DATA TO USE:
§ §

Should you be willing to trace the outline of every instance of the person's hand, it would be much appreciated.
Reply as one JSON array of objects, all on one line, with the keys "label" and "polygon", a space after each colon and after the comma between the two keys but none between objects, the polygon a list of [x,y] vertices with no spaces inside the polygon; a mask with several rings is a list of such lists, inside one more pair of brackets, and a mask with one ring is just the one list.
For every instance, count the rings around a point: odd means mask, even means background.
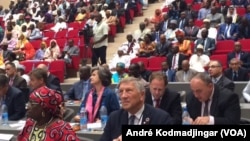
[{"label": "person's hand", "polygon": [[209,116],[197,117],[192,124],[193,125],[207,125],[209,123]]},{"label": "person's hand", "polygon": [[113,141],[122,141],[122,135],[120,135],[120,136],[117,137],[116,139],[113,139]]},{"label": "person's hand", "polygon": [[75,121],[75,122],[80,122],[80,116],[79,116],[79,115],[76,115],[76,116],[74,117],[74,121]]}]

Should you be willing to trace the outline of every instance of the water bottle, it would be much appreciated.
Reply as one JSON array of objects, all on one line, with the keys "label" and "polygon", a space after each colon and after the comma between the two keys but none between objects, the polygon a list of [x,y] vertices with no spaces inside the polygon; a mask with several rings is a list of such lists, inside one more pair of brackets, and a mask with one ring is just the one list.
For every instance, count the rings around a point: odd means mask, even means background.
[{"label": "water bottle", "polygon": [[2,104],[1,111],[2,111],[2,125],[8,125],[9,123],[8,107],[5,103]]},{"label": "water bottle", "polygon": [[183,113],[182,113],[182,125],[190,125],[191,124],[191,118],[188,113],[187,107],[183,108]]},{"label": "water bottle", "polygon": [[108,111],[106,106],[103,104],[100,108],[100,118],[102,122],[102,129],[106,126],[107,120],[108,120]]},{"label": "water bottle", "polygon": [[80,129],[82,131],[87,131],[87,123],[88,123],[87,111],[85,107],[82,107],[80,110]]}]

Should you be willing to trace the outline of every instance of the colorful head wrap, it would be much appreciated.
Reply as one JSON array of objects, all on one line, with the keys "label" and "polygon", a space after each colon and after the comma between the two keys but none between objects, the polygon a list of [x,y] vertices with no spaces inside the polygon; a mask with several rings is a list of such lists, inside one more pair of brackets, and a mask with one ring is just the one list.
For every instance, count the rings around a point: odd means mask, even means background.
[{"label": "colorful head wrap", "polygon": [[185,33],[184,33],[183,31],[181,31],[181,30],[177,30],[177,31],[175,32],[175,35],[176,35],[176,36],[185,36]]},{"label": "colorful head wrap", "polygon": [[118,62],[118,63],[116,64],[116,66],[117,66],[117,67],[120,67],[120,68],[122,68],[122,69],[125,69],[125,64],[122,63],[122,62]]},{"label": "colorful head wrap", "polygon": [[52,114],[58,112],[59,106],[62,103],[62,96],[46,86],[34,90],[29,98],[39,103],[43,109],[49,110]]}]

§ §

PROBLEM REQUIREMENTS: Copy all of the material, replacing "trace" with "draw" wherever it appears and keeping everything else the same. Leave out the pictures.

TASK RESPONSE:
Should you be willing to draw the outline of every instance of the person's hand, it would be much appreciated.
Reply as one JSON array of objects, all on one line, with the keys "label" and "polygon", a space after each colon and after the comma between the two keys but none between objects, the polygon a list of [x,y] vertices with no spaces inside the polygon; a mask with several rings is a list of such lists, inside one more pair of brackets, and a mask with one ring is just the one list.
For every instance, count the rings around a point: odd means mask, even means background.
[{"label": "person's hand", "polygon": [[209,116],[197,117],[192,124],[193,125],[207,125],[209,123]]},{"label": "person's hand", "polygon": [[113,141],[122,141],[122,135],[120,135],[120,136],[117,137],[116,139],[113,139]]},{"label": "person's hand", "polygon": [[75,121],[75,122],[80,122],[80,116],[79,116],[79,115],[76,115],[76,116],[74,117],[74,121]]}]

Should you be willing to draw the outline of every instance of the water bottle, it would be much appreciated.
Reply as one JSON array of objects, all on one line, with the keys "label" and "polygon", a space after each colon and after the comma between the two keys but none between objects, the polygon a list of [x,y] vertices with no spaces inside the polygon; a mask with several rings is a list of such lists, inside one more pair of brackets, and a mask with one ring is just the one list.
For every instance, count the rings around a point: odd means mask, even means background.
[{"label": "water bottle", "polygon": [[2,104],[1,111],[2,111],[2,125],[8,125],[9,123],[8,107],[5,103]]},{"label": "water bottle", "polygon": [[183,113],[182,113],[182,125],[190,125],[191,124],[191,118],[188,113],[187,107],[183,108]]},{"label": "water bottle", "polygon": [[108,111],[106,106],[103,104],[100,108],[100,118],[102,122],[102,129],[106,126],[107,120],[108,120]]},{"label": "water bottle", "polygon": [[80,129],[82,131],[87,131],[87,123],[88,123],[87,111],[85,107],[82,107],[80,110]]}]

Should you be willing to draw the outline of every instance of the colorful head wrap, it would be much appreciated.
Reply as one JSON array of objects, all on one line, with the keys "label" and "polygon", a space after each colon and after the comma between the two keys but none between objects, the polygon a list of [x,y] vertices with no spaces inside the polygon; a mask with several rings is a list of such lists, inside one more pair of brackets, and a mask with one ring is just the one list.
For every instance, count the rings around a point: odd means mask, even means background.
[{"label": "colorful head wrap", "polygon": [[185,33],[184,33],[183,31],[181,31],[181,30],[177,30],[177,31],[175,32],[175,35],[176,35],[176,36],[185,36]]},{"label": "colorful head wrap", "polygon": [[118,62],[118,63],[116,64],[116,66],[117,66],[117,67],[120,67],[120,68],[122,68],[122,69],[125,69],[125,64],[122,63],[122,62]]},{"label": "colorful head wrap", "polygon": [[52,114],[58,112],[59,106],[62,103],[62,96],[46,86],[34,90],[29,98],[39,103],[43,109],[49,110]]}]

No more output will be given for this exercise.